-------- Texto para leer --------
En momentos como estos, es difícil no sentirse exasperado como Bendrix. No contra ese Dios en particular, en quien ya no creo, por lo menos del modo en que demandan que se le crea. Pero sí contra esa fuerza informe que algunos llaman destino y otros mala suerte, y que en los últimos años se ensañó con este país, o por lo menos con la mayoría de su gente, que sólo querría vivir modestamente bien y dejar vivir.
A veces miro en derredor y no veo más que gente jodida que goza de impunidad, mintiendo como quien eructa y entregada a la compulsión de hacer daño. Personajes arropados por una cacofonía de voces que repiten sus consignas, sin preguntarse qué significan y si se corresponden con la realidad, porque les basta con saber que esos ruidos irritan y confunden a la gente que odian — o sea, a nosotros. Uno los oye decir cualquiera sin despeinarse y piensa cuán orgulloso estaría aquel a quien conocemos como el Padre de la Mentira, el Señor de las Moscas. (Eso es lo que significa, literalmente, Belcebú.) Esa gente tiene una dedicación tan extenuante al mal, a producirlo y a vociferarlo, que a veces me dan ganas de reescribir a Bendrix, alzar un puño y gritar: "Te odio, Satán, te odio como si existieras".
--------
**Problemas:**
1. Traduce al inglés esta oración del texto para leer: «En momentos como estos, es difícil no sentirse exasperado como Bendrix.»
2. Según el texto para leer, ¿qué nombres reciben de unos y de otros esa fuerza informe?
-------- Material extraído --------
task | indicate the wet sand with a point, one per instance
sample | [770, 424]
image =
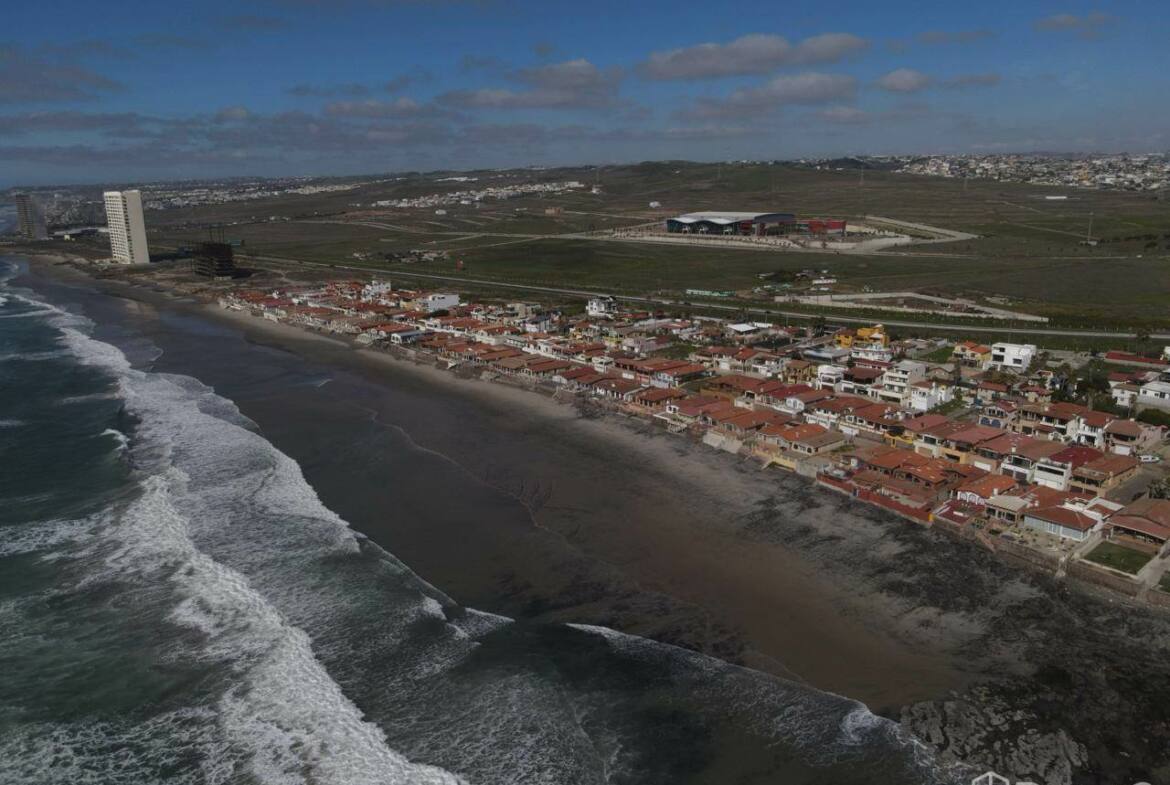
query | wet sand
[514, 503]
[592, 521]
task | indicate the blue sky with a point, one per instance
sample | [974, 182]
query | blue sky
[148, 91]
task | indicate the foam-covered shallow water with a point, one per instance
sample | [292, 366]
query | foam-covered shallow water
[183, 608]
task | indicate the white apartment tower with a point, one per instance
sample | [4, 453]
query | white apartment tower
[128, 227]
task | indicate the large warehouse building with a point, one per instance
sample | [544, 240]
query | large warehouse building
[750, 224]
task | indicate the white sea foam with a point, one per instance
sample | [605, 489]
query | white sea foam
[45, 536]
[32, 357]
[122, 439]
[286, 717]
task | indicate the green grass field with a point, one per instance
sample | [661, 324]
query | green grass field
[1030, 253]
[1119, 557]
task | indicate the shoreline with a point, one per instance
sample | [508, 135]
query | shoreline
[754, 596]
[929, 594]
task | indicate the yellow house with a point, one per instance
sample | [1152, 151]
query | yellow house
[867, 336]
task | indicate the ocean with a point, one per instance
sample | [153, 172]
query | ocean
[179, 606]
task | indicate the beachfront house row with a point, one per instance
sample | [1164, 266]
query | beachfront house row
[1069, 521]
[1012, 357]
[897, 380]
[1155, 394]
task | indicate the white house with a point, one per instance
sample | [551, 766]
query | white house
[830, 376]
[1012, 357]
[601, 307]
[1155, 394]
[439, 302]
[897, 380]
[924, 396]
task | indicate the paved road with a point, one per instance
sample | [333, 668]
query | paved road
[736, 309]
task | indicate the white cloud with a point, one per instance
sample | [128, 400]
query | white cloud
[750, 54]
[904, 80]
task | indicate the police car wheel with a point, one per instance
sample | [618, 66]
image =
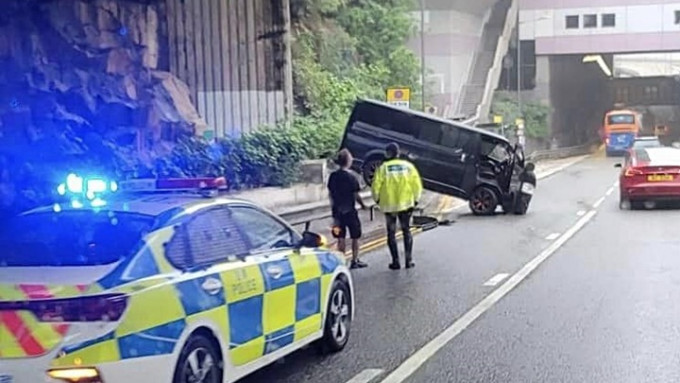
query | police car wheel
[199, 362]
[338, 319]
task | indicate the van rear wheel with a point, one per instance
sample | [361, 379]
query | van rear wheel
[483, 201]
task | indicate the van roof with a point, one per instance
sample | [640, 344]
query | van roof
[435, 118]
[621, 111]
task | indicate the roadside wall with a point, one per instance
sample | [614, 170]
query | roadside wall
[231, 54]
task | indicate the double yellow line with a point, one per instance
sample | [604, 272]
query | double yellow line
[445, 204]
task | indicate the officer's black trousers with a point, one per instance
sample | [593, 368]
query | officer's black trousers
[404, 219]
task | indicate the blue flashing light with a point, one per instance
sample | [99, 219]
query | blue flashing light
[96, 185]
[92, 189]
[74, 184]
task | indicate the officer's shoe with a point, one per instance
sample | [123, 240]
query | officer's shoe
[358, 265]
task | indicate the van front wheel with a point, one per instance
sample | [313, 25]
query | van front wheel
[483, 201]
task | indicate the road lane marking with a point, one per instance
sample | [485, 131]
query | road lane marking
[598, 202]
[496, 279]
[553, 236]
[366, 376]
[416, 360]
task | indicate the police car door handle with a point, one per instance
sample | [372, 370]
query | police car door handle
[274, 271]
[212, 286]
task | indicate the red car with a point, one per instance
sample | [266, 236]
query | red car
[649, 175]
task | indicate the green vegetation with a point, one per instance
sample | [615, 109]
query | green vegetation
[536, 115]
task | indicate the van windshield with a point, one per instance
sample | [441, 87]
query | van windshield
[497, 151]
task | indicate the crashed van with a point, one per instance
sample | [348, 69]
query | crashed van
[480, 167]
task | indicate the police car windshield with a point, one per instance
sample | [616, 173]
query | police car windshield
[71, 238]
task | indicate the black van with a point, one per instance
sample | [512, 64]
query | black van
[452, 158]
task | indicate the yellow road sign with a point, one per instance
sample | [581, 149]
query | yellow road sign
[398, 95]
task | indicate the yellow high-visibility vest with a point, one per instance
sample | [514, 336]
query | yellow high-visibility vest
[397, 186]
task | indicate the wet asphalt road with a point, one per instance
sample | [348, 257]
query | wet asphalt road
[600, 309]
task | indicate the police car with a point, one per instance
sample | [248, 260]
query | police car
[162, 281]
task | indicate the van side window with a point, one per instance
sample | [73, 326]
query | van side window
[450, 136]
[428, 131]
[392, 121]
[466, 140]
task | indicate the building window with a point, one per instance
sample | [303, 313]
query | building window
[590, 21]
[572, 22]
[609, 20]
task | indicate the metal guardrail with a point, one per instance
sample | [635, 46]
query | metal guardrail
[554, 154]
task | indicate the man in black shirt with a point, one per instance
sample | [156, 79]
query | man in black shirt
[343, 188]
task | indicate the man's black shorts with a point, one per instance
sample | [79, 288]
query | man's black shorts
[347, 222]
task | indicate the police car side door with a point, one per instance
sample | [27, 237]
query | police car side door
[293, 278]
[225, 286]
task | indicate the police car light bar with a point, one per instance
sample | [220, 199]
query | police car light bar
[173, 184]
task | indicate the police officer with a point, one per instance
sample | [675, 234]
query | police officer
[397, 188]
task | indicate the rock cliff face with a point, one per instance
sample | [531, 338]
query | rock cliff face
[85, 78]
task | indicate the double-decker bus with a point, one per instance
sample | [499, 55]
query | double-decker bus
[620, 129]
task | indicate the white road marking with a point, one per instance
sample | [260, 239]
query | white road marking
[416, 360]
[552, 236]
[366, 376]
[496, 279]
[598, 202]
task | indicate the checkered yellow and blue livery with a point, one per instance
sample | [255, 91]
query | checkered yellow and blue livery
[242, 312]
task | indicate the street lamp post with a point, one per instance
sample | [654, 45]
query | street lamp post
[422, 52]
[519, 67]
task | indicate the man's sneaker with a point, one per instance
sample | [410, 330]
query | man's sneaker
[358, 265]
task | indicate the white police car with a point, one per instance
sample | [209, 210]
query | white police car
[161, 281]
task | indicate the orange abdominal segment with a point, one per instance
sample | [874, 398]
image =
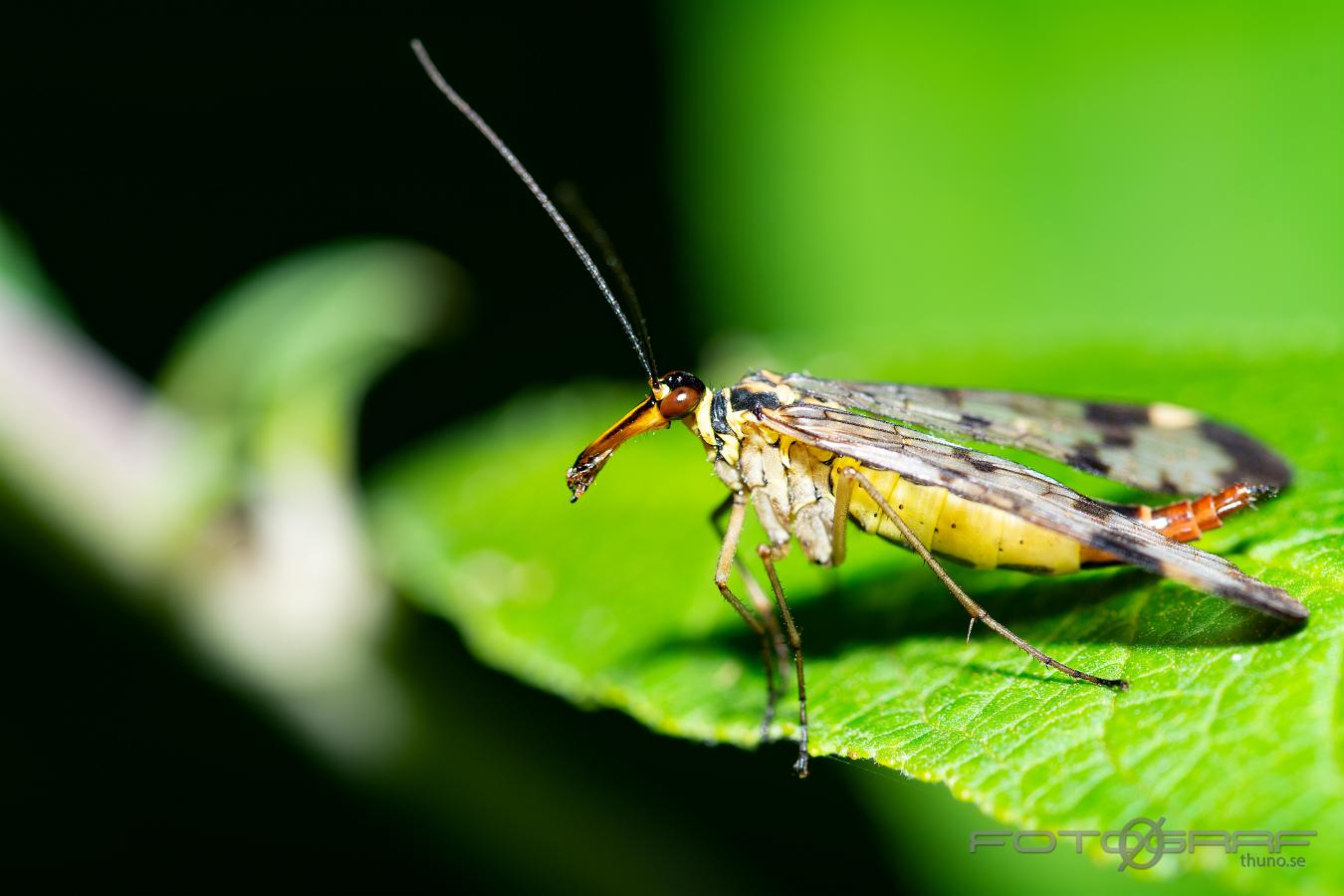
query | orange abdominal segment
[1183, 520]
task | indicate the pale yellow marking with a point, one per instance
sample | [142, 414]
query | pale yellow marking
[1170, 416]
[1032, 547]
[920, 507]
[970, 533]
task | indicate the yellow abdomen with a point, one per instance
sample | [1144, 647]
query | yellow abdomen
[975, 534]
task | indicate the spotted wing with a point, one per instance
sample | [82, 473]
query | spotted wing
[1025, 493]
[1156, 448]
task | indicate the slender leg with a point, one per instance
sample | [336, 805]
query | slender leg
[764, 604]
[768, 557]
[737, 506]
[976, 611]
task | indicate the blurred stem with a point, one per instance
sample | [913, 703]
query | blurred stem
[234, 503]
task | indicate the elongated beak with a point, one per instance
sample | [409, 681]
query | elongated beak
[644, 418]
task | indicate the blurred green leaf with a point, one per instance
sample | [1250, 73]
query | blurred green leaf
[20, 272]
[610, 602]
[281, 357]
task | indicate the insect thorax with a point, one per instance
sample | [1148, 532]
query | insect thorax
[791, 487]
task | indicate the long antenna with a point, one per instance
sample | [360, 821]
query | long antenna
[541, 196]
[570, 199]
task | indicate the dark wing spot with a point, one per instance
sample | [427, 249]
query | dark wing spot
[1085, 458]
[1118, 547]
[752, 400]
[719, 414]
[951, 395]
[976, 460]
[1091, 508]
[1252, 464]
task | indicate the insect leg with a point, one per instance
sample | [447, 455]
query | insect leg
[737, 508]
[976, 611]
[764, 604]
[768, 554]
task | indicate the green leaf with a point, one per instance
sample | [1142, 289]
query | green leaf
[280, 360]
[1230, 720]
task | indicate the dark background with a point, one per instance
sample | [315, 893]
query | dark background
[153, 158]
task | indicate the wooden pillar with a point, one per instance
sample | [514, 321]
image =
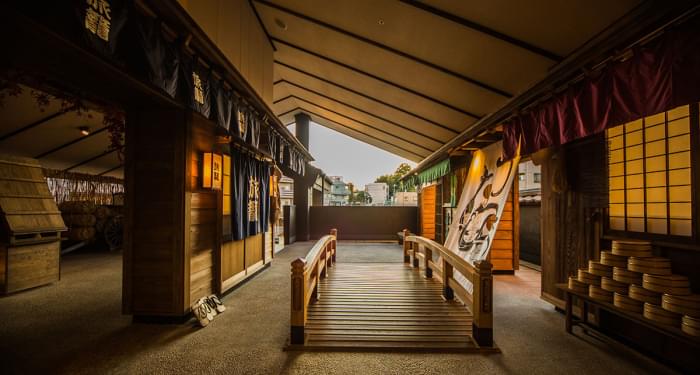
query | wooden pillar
[482, 327]
[447, 273]
[298, 306]
[334, 232]
[426, 263]
[406, 247]
[416, 251]
[156, 261]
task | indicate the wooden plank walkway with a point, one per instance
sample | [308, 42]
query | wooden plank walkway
[385, 306]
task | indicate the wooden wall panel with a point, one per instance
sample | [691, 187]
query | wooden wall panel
[573, 202]
[235, 29]
[253, 250]
[232, 259]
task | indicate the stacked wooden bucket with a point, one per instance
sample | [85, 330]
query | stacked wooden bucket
[633, 280]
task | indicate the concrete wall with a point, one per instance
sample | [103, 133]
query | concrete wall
[233, 26]
[363, 222]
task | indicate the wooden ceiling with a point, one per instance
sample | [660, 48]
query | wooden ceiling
[53, 137]
[408, 76]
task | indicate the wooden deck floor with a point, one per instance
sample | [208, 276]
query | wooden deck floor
[385, 306]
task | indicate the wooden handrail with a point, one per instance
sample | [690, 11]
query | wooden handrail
[307, 273]
[479, 300]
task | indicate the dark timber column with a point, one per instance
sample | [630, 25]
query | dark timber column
[302, 128]
[302, 190]
[154, 252]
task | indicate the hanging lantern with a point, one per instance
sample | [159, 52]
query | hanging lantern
[212, 171]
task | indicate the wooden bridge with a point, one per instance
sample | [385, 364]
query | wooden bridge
[406, 306]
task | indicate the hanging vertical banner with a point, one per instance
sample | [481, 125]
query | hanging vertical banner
[253, 134]
[242, 115]
[197, 81]
[102, 21]
[481, 204]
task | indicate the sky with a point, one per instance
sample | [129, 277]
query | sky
[339, 155]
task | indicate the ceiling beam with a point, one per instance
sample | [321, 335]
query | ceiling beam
[35, 124]
[67, 144]
[90, 160]
[110, 170]
[363, 133]
[484, 30]
[460, 76]
[286, 113]
[380, 79]
[262, 25]
[299, 70]
[365, 112]
[363, 123]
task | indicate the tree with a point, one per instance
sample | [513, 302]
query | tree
[394, 180]
[362, 197]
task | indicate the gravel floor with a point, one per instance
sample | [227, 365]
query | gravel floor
[75, 326]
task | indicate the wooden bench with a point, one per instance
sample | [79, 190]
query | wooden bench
[587, 302]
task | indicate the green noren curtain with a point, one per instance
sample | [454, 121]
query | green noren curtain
[436, 171]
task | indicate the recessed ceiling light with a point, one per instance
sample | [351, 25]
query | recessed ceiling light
[280, 24]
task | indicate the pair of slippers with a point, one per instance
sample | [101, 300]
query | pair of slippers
[206, 308]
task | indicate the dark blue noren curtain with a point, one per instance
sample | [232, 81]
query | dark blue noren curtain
[265, 171]
[161, 60]
[239, 190]
[253, 225]
[223, 105]
[246, 167]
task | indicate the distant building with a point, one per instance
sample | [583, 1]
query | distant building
[406, 198]
[379, 191]
[340, 194]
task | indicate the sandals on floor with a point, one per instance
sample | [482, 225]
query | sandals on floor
[218, 305]
[200, 312]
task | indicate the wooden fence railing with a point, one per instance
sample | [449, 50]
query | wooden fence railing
[306, 276]
[418, 251]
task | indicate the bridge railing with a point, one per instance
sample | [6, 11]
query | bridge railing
[307, 273]
[418, 251]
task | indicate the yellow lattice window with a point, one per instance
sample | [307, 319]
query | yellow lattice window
[649, 174]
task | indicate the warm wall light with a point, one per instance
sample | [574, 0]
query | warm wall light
[212, 171]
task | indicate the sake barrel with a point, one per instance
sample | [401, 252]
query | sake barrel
[657, 314]
[588, 278]
[628, 304]
[577, 286]
[599, 269]
[650, 265]
[686, 305]
[671, 284]
[691, 325]
[610, 259]
[640, 294]
[607, 283]
[632, 248]
[600, 294]
[626, 276]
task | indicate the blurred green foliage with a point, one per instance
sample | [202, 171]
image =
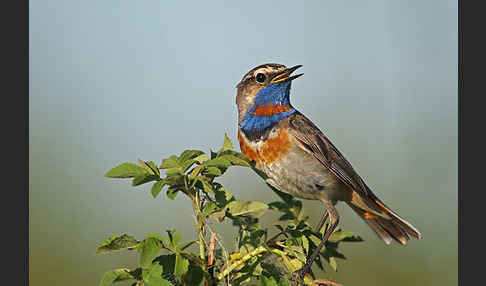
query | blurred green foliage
[256, 259]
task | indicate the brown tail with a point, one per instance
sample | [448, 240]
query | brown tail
[387, 224]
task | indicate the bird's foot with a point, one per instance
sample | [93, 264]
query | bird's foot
[298, 276]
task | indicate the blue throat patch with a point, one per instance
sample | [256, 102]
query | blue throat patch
[274, 94]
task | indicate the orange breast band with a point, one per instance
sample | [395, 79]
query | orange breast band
[276, 147]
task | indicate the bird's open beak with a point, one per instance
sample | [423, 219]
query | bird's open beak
[284, 76]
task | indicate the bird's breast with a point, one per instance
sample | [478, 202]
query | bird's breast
[264, 152]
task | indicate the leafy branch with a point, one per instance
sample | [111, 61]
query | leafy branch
[256, 259]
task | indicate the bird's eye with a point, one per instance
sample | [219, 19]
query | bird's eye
[261, 78]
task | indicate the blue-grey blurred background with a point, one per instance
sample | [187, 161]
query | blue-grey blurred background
[113, 81]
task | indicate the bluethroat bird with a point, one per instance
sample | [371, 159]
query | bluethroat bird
[295, 157]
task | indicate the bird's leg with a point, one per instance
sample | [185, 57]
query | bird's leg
[298, 276]
[321, 223]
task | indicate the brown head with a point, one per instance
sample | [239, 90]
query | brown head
[257, 79]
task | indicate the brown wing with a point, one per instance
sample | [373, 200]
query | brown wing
[314, 141]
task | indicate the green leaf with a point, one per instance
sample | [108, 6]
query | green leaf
[150, 167]
[247, 208]
[267, 281]
[212, 171]
[171, 162]
[340, 235]
[186, 244]
[284, 282]
[182, 265]
[117, 243]
[142, 179]
[204, 185]
[149, 248]
[305, 243]
[218, 162]
[126, 170]
[172, 192]
[227, 144]
[236, 161]
[208, 209]
[115, 276]
[173, 237]
[174, 171]
[157, 187]
[153, 276]
[187, 164]
[195, 276]
[201, 158]
[189, 154]
[222, 196]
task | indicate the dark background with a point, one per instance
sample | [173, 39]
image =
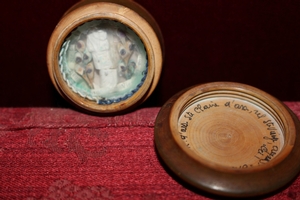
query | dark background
[252, 42]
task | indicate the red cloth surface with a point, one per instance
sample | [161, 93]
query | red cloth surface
[53, 153]
[253, 42]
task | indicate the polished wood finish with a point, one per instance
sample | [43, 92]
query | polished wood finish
[229, 139]
[126, 12]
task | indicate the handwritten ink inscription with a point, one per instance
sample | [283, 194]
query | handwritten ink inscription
[271, 138]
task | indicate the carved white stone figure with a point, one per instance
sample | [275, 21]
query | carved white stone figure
[98, 45]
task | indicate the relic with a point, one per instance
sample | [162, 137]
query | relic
[105, 56]
[229, 139]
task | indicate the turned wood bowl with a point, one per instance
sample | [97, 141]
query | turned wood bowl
[105, 56]
[229, 139]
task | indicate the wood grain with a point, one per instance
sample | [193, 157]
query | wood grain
[229, 139]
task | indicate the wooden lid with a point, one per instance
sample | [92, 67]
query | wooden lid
[229, 139]
[105, 56]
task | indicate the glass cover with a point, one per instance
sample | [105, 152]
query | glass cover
[104, 61]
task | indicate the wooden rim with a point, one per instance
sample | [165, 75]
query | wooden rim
[110, 11]
[217, 178]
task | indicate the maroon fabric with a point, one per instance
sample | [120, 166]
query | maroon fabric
[253, 42]
[53, 153]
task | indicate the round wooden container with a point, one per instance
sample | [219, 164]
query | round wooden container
[105, 56]
[229, 139]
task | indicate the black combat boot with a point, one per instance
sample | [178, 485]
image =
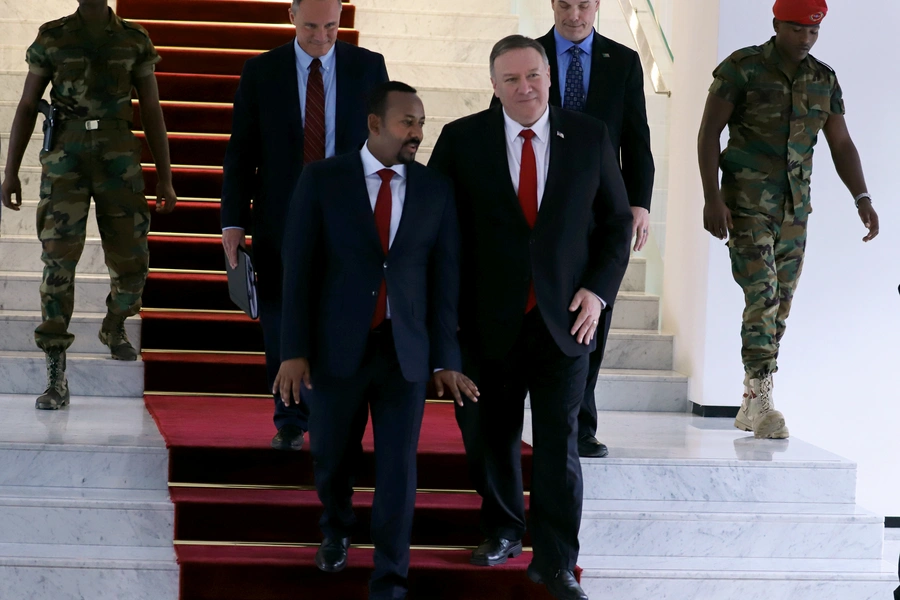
--------
**Resultados:**
1. At times like these, it's hard not to feel exasperated like Bendrix.

2. Algunos la llaman destino y otros mala suerte.